SELECTED EXCERPT ▸
··········

The Experience Coordinator owns the day-to-day delivery of one active cohort. You are the operational heartbeat of that cohort: making sure sessions happen, learners are supported, content lands, and the program runs to plan. This is a part-time role: four hours each day in a fixed shift agreed at offer.
WHAT THIS ROLE IS NOT
This is not a remote admin role. It is not just sending calendar invites and chasing attendance.
You will own outcomes for your cohorts: completion rates, learner satisfaction, and the experience itself. If you want to push tasks around a board, this is not the right fit. If you want to own how a group of learners experiences a program from start to finish, it is.
TEAM STRUCTURE
During Phase 1, you report to the Director of Growth and Strategy alongside two other Coordinators. From Phase 2 onward, you report to the Senior Coordinator (and eventually the Experiential Program Delivery Lead).
You work closely with mentors and facilitators, the Content team, and the learners themselves.
You typically own one active cohort at a time, working a fixed four-hour shift each day (either morning or afternoon US Eastern). For larger or higher-touch cohorts, you may pair with another Coordinator on the opposing shift to extend live coverage across the US business day.
DECISION AUTHORITYDecide Alone
Day-to-day cohort logistics
Learner communication
Scheduling adjustments
Routine issue resolution within your cohort
Escalate to Lead
Quality concerns
Mentor availability conflicts
Repeated learner issues
Anything that affects more than one cohort
Lead Decides
Cohort design changes
Mentor selection
Platform changes
Decisions affecting program standards
CORE RESPONSIBILITIES
Your role is organised into three clusters. Each cluster has a clear purpose. Your job is to own the outcome in each one, not just complete the tasks.

··········

EXERCISES ▸
1) From the Experience Coordinator role description, output the passage that begins at the words "TEAM STRUCTURE" and ends after the words "Program Delivery Lead).".
2) According to the Experience Coordinator role description, to whom does the Coordinator report during Phase 1?
3) Take the Experience Coordinator role description further, starting right after its final sentence.
The data after this point comes from a separate, unrelated source.

PROVIDED DATA ▸
··········

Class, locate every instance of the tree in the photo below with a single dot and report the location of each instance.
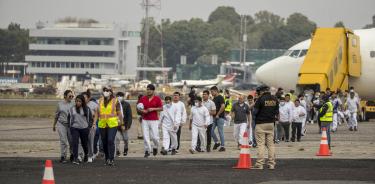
(339, 24)
(225, 13)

··········

FINAL RESULTS ▸
1)
TEAM STRUCTURE
During Phase 1, you report to the Director of Growth and Strategy alongside two other Coordinators. From Phase 2 onward, you report to the Senior Coordinator (and eventually the Experiential Program Delivery Lead).

2) The Director of Growth and Strategy.

3)
CLUSTER 1 — Run the Cohort
End-to-end execution of your assigned cohorts, from kickoff to graduation. The experience your learners have is the experience you have built.
Cohort Setup and Kickoff
Prepare every cohort before it starts: schedule confirmed, mentors briefed, platform ready, communications drafted.
Run a kickoff that sets the tone: clear, energetic, and structured.
Make sure every learner knows how the cohort will work in their first session.
Session and Mentor Logistics
Confirm every live session 48 hours in advance: mentor, platform link, materials, and learner reminders.
Be on every session in a support capacity: handle tech issues, late arrivals, and Q&A logistics.
Reschedule cleanly when life happens. No surprises for learners.
Learner Communication
Be the named contact for every learner in your cohort.
Respond to learner messages within your same shift on business days.
Out-of-shift messages get a response on your next shift, never longer.
Send weekly cohort updates that learners actually want to read.
CLUSTER 2 — Champion the Experience
You own how your cohort feels. A well-run cohort completes. A great cohort completes and refers others. Your job is to make every cohort the second kind.
Engagement and Retention
Track attendance and engagement weekly. Flag any learner falling behind early.
Reach out personally to at-risk learners with a real conversation, not a templated nudge.
Celebrate progress visibly. Make finishing a cohort feel like an achievement.
Quality at Touchpoints
Audit every learner-facing communication before it goes out: clarity, tone, and accuracy.
Sit in on every mentor session and flag quality issues to the Lead the same day.
Personally read every feedback form. Surface patterns to the Lead in your weekly check-in.
Outcomes and Offboarding
Run structured offboarding: feedback collection, certification, and alumni transition.
Capture learner outcomes (what they built, what they learnt, where they went next) and feed them back to the Lead.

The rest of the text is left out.